-- begin Data provided --

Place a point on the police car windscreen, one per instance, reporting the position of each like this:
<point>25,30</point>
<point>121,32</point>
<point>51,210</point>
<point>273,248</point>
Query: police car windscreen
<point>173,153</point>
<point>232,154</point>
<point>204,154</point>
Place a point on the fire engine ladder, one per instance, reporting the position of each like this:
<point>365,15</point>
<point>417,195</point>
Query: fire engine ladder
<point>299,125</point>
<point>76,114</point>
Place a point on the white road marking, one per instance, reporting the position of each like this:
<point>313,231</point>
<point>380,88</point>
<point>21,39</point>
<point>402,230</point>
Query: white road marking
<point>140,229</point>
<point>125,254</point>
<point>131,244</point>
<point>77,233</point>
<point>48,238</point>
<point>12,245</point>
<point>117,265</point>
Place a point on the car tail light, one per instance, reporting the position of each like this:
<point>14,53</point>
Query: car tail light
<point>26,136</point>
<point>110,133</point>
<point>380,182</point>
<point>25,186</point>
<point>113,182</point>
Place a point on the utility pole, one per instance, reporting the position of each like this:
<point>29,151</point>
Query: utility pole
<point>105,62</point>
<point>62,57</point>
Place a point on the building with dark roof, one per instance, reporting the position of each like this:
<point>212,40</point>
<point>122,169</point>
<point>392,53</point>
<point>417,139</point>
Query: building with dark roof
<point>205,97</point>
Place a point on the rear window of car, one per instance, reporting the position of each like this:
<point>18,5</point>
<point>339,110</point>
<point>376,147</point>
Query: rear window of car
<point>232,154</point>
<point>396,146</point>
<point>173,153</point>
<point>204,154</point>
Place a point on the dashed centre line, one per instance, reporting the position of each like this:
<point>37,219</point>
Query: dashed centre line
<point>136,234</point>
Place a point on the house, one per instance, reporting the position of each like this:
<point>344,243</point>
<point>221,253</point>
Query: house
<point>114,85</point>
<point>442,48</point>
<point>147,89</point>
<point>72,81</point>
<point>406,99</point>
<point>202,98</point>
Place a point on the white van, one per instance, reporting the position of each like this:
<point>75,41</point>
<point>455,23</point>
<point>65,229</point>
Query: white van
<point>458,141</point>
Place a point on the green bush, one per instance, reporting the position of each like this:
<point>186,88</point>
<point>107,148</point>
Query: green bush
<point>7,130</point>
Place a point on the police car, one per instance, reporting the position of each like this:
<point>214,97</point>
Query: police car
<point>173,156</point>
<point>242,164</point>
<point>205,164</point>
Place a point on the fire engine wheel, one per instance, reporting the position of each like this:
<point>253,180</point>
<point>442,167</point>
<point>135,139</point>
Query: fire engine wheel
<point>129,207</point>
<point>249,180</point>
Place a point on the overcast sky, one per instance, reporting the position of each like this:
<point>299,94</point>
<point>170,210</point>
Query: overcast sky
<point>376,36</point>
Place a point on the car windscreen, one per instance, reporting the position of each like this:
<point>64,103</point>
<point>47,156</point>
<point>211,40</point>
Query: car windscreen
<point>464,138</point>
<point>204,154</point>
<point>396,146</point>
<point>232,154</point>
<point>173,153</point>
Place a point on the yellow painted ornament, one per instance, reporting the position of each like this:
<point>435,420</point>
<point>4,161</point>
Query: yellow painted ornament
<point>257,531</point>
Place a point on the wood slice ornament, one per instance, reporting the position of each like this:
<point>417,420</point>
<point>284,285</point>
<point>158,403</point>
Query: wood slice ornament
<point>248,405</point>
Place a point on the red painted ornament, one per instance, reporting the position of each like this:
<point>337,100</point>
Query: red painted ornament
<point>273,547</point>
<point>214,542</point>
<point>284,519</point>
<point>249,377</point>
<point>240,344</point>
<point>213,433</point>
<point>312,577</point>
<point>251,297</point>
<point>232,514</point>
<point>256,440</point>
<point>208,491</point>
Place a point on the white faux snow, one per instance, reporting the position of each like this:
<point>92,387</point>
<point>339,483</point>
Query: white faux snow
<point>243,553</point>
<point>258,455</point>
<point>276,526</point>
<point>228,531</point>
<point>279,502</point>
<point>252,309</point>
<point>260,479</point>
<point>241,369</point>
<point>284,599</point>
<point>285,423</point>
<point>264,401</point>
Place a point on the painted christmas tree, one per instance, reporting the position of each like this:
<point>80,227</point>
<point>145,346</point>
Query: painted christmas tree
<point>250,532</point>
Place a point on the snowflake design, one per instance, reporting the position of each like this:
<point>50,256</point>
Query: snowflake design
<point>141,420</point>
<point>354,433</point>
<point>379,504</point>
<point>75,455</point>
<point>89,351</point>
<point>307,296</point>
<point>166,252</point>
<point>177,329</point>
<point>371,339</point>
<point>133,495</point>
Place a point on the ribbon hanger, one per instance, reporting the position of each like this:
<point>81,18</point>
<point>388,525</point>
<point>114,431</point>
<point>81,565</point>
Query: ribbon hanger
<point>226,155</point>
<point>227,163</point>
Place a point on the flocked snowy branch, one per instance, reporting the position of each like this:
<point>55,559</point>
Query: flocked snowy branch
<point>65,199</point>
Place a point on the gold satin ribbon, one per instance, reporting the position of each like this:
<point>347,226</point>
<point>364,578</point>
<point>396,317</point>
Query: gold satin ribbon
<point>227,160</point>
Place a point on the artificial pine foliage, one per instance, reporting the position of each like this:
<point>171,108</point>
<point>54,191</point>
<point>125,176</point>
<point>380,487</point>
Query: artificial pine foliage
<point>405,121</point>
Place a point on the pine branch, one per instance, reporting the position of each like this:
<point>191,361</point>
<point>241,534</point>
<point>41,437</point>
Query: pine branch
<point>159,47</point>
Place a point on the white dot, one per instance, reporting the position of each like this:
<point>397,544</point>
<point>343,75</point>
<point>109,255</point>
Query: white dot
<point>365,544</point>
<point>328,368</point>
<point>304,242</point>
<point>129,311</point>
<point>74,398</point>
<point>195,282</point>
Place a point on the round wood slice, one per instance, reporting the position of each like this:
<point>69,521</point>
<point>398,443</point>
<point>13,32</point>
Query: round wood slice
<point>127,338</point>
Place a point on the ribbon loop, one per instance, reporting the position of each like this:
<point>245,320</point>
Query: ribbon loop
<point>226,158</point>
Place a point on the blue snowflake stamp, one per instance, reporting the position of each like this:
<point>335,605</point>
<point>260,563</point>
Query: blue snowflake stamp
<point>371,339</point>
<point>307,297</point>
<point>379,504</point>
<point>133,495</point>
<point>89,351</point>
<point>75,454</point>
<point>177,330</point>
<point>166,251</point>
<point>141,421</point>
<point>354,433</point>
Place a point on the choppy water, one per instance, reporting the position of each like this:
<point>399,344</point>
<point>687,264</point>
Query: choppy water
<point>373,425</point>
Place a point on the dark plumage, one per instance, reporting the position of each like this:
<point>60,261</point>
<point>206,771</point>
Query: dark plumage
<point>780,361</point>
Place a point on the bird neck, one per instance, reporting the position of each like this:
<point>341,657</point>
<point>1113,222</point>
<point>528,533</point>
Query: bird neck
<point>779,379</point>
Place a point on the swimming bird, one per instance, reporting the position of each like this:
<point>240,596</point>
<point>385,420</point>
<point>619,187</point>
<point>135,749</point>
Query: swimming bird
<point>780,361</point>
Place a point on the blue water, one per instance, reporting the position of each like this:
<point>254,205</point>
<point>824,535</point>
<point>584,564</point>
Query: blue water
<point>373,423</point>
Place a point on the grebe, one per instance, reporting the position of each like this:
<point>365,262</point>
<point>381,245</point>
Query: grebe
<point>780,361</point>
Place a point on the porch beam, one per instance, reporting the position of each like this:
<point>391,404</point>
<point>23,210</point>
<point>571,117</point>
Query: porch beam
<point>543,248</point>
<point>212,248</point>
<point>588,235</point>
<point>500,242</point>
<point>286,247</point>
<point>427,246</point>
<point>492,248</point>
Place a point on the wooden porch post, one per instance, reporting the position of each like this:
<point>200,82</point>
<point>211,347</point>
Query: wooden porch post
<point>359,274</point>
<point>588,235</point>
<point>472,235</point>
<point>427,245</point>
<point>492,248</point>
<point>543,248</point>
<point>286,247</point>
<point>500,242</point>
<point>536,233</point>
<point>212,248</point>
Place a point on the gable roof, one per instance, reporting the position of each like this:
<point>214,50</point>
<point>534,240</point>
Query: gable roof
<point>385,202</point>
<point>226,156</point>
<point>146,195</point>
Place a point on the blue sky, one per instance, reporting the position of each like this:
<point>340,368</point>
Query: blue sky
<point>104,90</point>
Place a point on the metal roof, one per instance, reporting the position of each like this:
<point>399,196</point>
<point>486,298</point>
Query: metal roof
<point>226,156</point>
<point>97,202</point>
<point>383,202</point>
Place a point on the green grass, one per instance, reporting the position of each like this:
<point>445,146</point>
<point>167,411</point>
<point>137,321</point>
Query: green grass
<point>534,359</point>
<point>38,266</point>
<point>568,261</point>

-- end Data provided --

### Task to carry out
Rewrite the data from the line containing "Place a point on the blue water, one" through the end, swapping every "porch" for "veranda" and leaving all else untouched.

### In response
Place a point on the blue water, one per instance, reporting the position of each like this:
<point>254,205</point>
<point>824,535</point>
<point>584,564</point>
Query: blue water
<point>373,423</point>
Place a point on the grebe, one per instance, reporting the position of each like this:
<point>365,262</point>
<point>381,245</point>
Query: grebe
<point>780,361</point>
Place a point on the veranda beam, one per instance, reporting the position of each like this:
<point>391,404</point>
<point>23,210</point>
<point>571,117</point>
Query: veranda beam
<point>543,248</point>
<point>212,248</point>
<point>588,235</point>
<point>500,242</point>
<point>286,247</point>
<point>427,246</point>
<point>492,248</point>
Place a point on the wooden veranda post, one per instance, reporting the position of each like this:
<point>200,82</point>
<point>211,347</point>
Query: wooden veranda post
<point>359,274</point>
<point>588,235</point>
<point>472,235</point>
<point>427,245</point>
<point>492,248</point>
<point>543,248</point>
<point>286,247</point>
<point>500,242</point>
<point>536,233</point>
<point>212,248</point>
Place a point on the gable roof, one per instance, reporting the position of each like this:
<point>214,50</point>
<point>534,240</point>
Query: gable roof
<point>385,202</point>
<point>226,156</point>
<point>146,195</point>
Place a point on the blue sky, one per instance, reporting the position of each like this:
<point>340,368</point>
Query: blue sky
<point>104,90</point>
Place a point on the metal roof, one per instance, reporting the position of each like this:
<point>399,196</point>
<point>486,298</point>
Query: metal roof
<point>226,156</point>
<point>97,202</point>
<point>383,202</point>
Place a point on the green grass, one per instance, reporting the position of each like this:
<point>445,146</point>
<point>167,411</point>
<point>137,321</point>
Query: green grass
<point>534,359</point>
<point>38,266</point>
<point>568,261</point>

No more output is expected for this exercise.